● **Records supplied**
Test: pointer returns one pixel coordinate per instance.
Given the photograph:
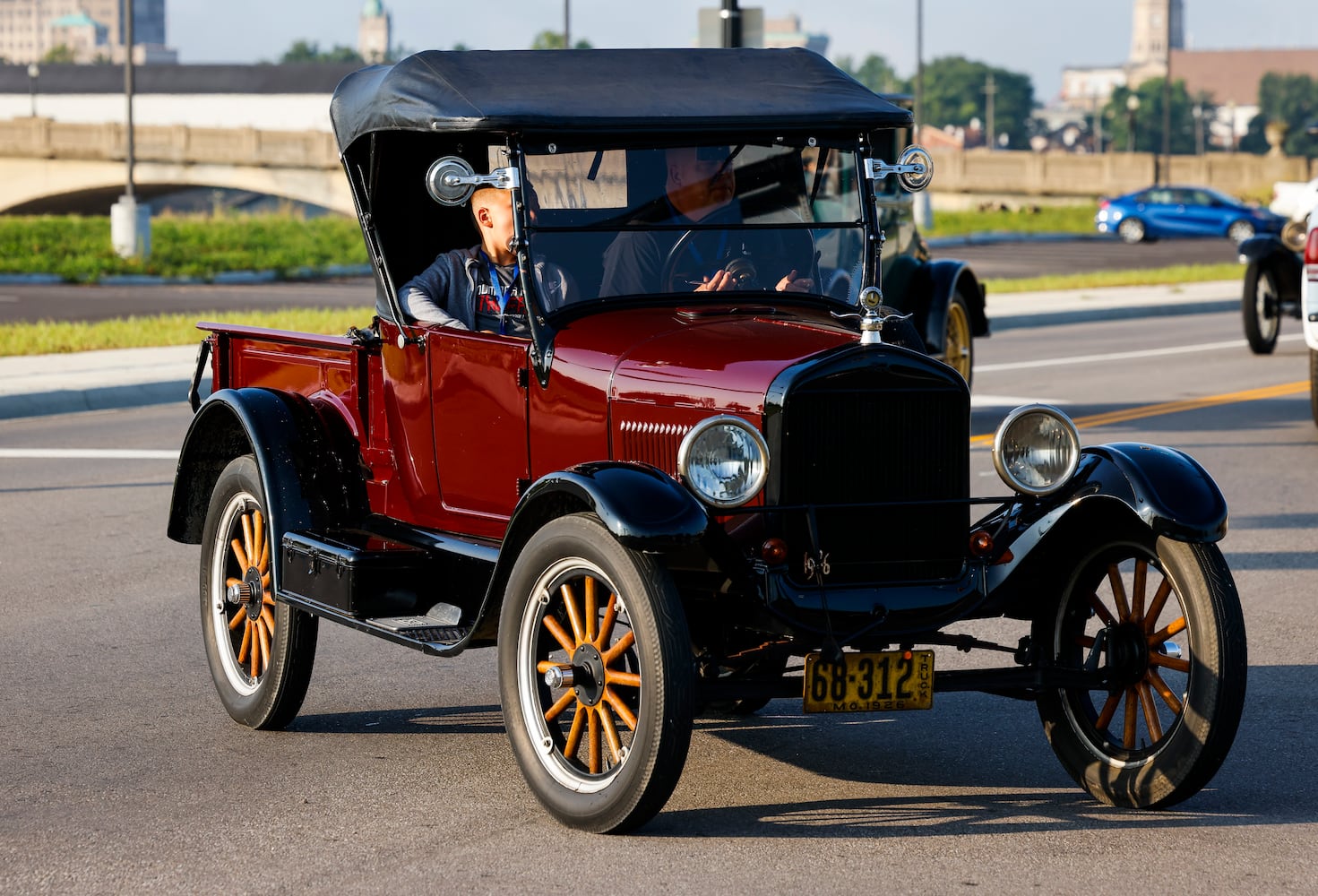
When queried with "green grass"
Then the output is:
(1029, 219)
(1098, 280)
(78, 249)
(50, 338)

● **Required work**
Please restate the material word for word; the pictures stay out.

● **Answer box**
Test: pointer returns one pixel coordinate per instance.
Given the photograph:
When queried with "green grass"
Then the output is:
(1029, 219)
(1098, 280)
(78, 249)
(50, 338)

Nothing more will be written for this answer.